--- Extract ---
———

That was the day shift, also a 400 Squadron crew with a Flight Nurse and Med Tech attached. All of the night cas were snatched by ambulance, even when we asked to be called no matter how minor.



			
				Brihard said:
			
		

> I think it was a pretty decent experience, especially by reserves standards. We saw things we haven't experienced much before; convoys, suicide/IED thread, realistic CASEVAC, and we got some good reinforcement of the fundamentals.



And that was the whole point, and I'm glad that at least one person saw it that way.



			
				Brihard said:
			
		

> I'd do it again.



So would I, but not on the night casevac shift.


----------



## dapaterson (27 Aug 2007)

In my definition, a great exercise is one you curse constantly while it's happening, and that you can't stop talking about afterwards.  They usually involve being cold and hungry (at times).

———

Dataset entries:
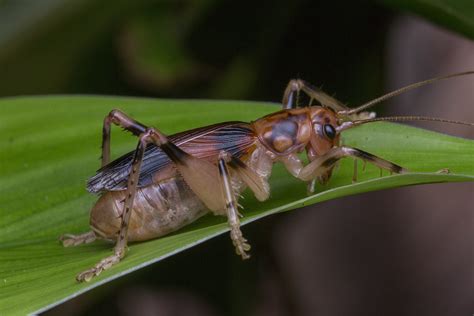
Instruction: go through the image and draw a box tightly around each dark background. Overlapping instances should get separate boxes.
[0,0,474,315]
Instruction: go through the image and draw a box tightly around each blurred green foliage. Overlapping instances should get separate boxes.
[0,0,474,315]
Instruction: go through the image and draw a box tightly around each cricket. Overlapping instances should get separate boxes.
[60,71,474,282]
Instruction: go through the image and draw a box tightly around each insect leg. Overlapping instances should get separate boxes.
[282,79,348,111]
[142,129,260,259]
[102,109,147,167]
[76,129,153,282]
[217,152,250,259]
[297,146,408,181]
[227,152,270,202]
[59,231,97,247]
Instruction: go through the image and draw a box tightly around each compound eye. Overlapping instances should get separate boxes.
[323,124,336,139]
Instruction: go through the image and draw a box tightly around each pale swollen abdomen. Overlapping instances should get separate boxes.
[90,176,208,241]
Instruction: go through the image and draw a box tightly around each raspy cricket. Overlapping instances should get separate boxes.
[60,71,474,281]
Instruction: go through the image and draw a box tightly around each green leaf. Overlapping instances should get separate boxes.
[378,0,474,39]
[0,97,474,315]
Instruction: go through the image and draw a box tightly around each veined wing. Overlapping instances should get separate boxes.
[87,122,256,193]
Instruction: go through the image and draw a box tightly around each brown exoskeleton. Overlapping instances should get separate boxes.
[61,71,474,281]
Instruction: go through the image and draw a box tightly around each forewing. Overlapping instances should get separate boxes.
[87,122,256,193]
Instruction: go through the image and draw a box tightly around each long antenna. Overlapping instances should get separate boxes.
[338,70,474,115]
[343,116,474,129]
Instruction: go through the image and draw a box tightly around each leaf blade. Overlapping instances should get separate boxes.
[0,96,474,314]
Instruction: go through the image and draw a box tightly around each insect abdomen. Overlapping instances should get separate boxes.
[90,176,208,241]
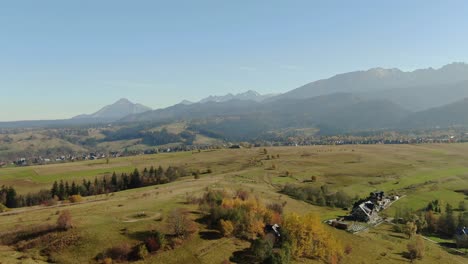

———

--- Study questions ---
[A] Reproduce the forum thread about the reserve exercise word for word from "That was the day" to "of the fundamentals.".
[B] Carry the forum thread about the reserve exercise forward, picking up after its final sentence.
The data come from a different source than the text.

--- Expected responses ---
[A]
That was the day shift, also a 400 Squadron crew with a Flight Nurse and Med Tech attached. All of the night cas were snatched by ambulance, even when we asked to be called no matter how minor.



			
				Brihard said:
			
		

> I think it was a pretty decent experience, especially by reserves standards. We saw things we haven't experienced much before; convoys, suicide/IED thread, realistic CASEVAC, and we got some good reinforcement of the fundamentals.

[B]
A lousy exercise usually involves too much comfort and too much downtime... go figure...


A question to everyone who participated in Maple Defender:  What are the three most important points you will take away from the exercise?


----------



## brihard (27 Aug 2007)

dapaterson said:
			
		

> A question to everyone who participated in Maple Defender:  What are the three most important points you will take away from the exercise?



1) Learn the job two people up, and be prepared to assume instant command. Similarly, make it bloody clear to your troops what your subordinate chain of command is and pick people ready to take command as your 2ic, rank and qualification notwithstanding.

2) Constant vigilance. Most reserve exercises, we know when we are and aren't 'tatical' or at risk of enemy threat. On this ex we had convoys getting bumped left right and centre, and a 'smart', relatively free range enemy force.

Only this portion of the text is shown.